-- What you need to do --
A – Answer these questions using the Merrillville court case excerpt:
(i) On what date was the decision issued?
(ii) Which court heard the case?
(iii) Which judge wrote the opinion?
B – Copy the Merrillville court case excerpt between "Decision Date13 April" and "Wastehaul, Inc., Intervenors.", inclusive, swapping "Lake County" for "Porter County".

Town of Merrillville v. Merrillville Conservancy Dist. By and Through Bd. of Directors

Decision Date13 April 1995
Docket NumberNo. 45A03-9401-CV-31,45A03-9401-CV-31
Citation649 N.E.2d 645
PartiesTOWN OF MERRILLVILLE, Indiana, Albert Wirtes as Member of the Town Council, Town of Merrillville, Lake County, Indiana, et al., Appellants-Defendants, and Merrillville Sanitary District, Appellants-Intervenors, v. MERRILLVILLE CONSERVANCY DISTRICT, acting By and Through its BOARD OF DIRECTORS, Charles E. Price and Charlene Price, Appellees-Plaintiffs, Gary Sanitary District, Independence Hill Conservancy District, Wastehaul, Inc., Intervenors.
CourtIndiana Appellate Court
OPINION

GARRARD, Judge.

This appeal arises from a dispute over the provision of sanitation services to Merrillville, Indiana. On motion for summary judgment the trial court found an ordinance passed by the town council of Merrillville regarding the creation of a sanitary district and department of sanitation to be invalid, and Merrillville appeals.

-- Material provided --

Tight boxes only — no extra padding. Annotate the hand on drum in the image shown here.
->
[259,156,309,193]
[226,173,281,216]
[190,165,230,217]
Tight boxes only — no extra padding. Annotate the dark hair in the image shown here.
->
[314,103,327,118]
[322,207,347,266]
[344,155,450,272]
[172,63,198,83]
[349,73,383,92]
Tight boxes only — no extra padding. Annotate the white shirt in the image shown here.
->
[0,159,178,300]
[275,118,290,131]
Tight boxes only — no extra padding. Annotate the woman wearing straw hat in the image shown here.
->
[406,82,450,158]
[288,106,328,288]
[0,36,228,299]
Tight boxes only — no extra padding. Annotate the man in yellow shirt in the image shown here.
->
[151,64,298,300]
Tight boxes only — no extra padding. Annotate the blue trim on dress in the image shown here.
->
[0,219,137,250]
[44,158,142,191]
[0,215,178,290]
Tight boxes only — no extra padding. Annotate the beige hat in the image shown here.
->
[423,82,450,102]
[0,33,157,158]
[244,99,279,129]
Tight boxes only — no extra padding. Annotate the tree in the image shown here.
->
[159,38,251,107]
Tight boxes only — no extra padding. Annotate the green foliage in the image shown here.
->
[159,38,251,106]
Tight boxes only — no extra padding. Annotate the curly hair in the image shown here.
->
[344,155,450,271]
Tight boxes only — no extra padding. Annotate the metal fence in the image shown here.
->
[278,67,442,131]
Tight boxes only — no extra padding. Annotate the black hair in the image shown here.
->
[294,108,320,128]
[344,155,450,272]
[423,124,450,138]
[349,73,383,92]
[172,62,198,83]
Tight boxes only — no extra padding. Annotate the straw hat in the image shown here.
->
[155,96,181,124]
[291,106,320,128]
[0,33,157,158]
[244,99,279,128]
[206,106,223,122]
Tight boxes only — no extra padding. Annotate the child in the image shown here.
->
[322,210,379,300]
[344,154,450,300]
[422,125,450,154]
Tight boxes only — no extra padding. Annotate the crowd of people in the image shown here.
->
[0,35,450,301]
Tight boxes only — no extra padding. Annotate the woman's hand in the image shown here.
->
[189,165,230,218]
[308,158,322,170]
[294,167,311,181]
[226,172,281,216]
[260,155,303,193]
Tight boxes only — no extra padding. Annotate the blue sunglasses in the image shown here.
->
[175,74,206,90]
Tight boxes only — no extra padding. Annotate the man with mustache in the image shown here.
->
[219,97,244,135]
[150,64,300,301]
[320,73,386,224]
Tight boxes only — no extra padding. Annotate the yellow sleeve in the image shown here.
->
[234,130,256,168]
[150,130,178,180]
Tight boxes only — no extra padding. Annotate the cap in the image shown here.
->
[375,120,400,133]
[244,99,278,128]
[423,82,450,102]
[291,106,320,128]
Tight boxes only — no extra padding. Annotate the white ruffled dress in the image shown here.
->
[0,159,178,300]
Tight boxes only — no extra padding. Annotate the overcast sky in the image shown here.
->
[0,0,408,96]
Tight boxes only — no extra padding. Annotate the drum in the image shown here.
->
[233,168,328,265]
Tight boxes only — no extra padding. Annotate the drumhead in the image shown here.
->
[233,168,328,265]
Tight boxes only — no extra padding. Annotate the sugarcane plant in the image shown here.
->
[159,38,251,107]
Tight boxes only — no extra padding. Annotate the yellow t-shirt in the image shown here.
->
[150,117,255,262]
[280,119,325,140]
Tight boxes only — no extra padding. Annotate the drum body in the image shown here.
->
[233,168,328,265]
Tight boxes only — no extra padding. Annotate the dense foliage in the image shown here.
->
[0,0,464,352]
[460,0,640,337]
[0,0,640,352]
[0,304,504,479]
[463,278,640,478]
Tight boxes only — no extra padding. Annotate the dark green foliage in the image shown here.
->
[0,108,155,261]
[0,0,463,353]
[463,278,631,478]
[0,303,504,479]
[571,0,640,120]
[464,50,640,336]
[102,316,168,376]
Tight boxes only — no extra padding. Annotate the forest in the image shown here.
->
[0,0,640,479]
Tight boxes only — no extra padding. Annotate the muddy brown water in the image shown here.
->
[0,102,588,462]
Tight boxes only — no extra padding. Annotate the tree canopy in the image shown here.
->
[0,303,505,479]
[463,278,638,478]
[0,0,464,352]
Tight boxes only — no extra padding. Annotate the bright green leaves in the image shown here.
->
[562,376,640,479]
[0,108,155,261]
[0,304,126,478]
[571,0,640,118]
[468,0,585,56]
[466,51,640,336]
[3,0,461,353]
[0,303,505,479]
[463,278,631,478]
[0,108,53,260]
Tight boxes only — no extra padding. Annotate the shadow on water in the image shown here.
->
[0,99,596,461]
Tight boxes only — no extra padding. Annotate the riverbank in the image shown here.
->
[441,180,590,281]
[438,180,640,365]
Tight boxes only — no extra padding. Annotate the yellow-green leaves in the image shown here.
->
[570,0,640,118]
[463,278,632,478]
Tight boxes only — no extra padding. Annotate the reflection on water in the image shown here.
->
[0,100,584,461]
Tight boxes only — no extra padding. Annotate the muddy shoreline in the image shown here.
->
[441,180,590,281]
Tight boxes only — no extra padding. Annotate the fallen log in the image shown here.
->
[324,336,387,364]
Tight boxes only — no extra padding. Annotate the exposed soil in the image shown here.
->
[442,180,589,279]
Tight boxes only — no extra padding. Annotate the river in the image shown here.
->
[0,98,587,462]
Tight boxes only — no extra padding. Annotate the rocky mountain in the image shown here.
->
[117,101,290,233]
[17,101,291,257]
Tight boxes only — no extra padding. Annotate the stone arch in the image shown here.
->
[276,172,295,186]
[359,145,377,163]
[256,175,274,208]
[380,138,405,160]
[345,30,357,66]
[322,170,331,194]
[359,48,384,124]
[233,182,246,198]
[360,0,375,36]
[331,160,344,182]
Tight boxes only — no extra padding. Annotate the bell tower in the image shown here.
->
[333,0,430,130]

-- Final results --
A –
(i) 13 April 1995
(ii) Indiana Appellate Court
(iii) Garrard

B –
Decision Date13 April 1995
Docket NumberNo. 45A03-9401-CV-31,45A03-9401-CV-31
Citation649 N.E.2d 645
PartiesTOWN OF MERRILLVILLE, Indiana, Albert Wirtes as Member of the Town Council, Town of Merrillville, Porter County, Indiana, et al., Appellants-Defendants, and Merrillville Sanitary District, Appellants-Intervenors, v. MERRILLVILLE CONSERVANCY DISTRICT, acting By and Through its BOARD OF DIRECTORS, Charles E. Price and Charlene Price, Appellees-Plaintiffs, Gary Sanitary District, Independence Hill Conservancy District, Wastehaul, Inc., Intervenors.